Reproduce the items between the line holding "Select black weight" and the line holding "682 295 803 366", inclusive, substituting "exercise bench" for "workout bench" and leaving everything else unchanged.

EXTRACTED DATA »
###

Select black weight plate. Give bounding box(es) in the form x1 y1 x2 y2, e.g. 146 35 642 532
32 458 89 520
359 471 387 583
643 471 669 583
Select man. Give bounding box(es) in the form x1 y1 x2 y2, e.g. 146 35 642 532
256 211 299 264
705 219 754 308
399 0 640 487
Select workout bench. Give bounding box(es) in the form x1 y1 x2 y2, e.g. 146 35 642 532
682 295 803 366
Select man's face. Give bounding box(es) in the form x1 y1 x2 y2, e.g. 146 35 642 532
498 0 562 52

###

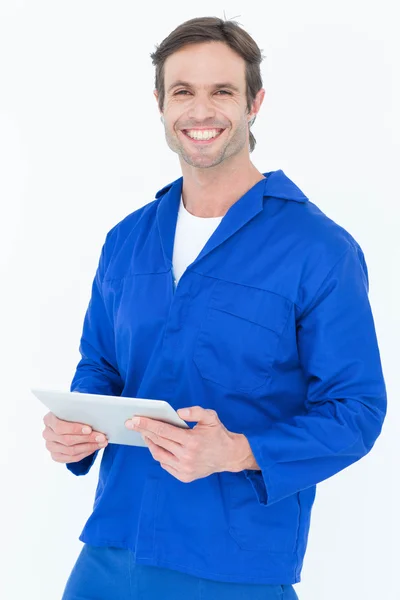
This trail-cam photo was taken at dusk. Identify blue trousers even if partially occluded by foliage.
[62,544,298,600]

###

FINAL ANSWER »
Select black weight plate. Give bounding box(es) in the form x1 y1 x2 y2, e.g. 146 35 642 532
32 458 89 520
359 471 387 583
643 471 669 583
Select man. Give bounding box(es) in the form x1 y1 x2 y2, e.g. 146 35 642 532
256 211 299 264
705 219 754 308
399 0 640 487
Select exercise bench. Give bounding box(es) in the form x1 y1 x2 y2, e.g. 146 35 642 532
682 295 803 366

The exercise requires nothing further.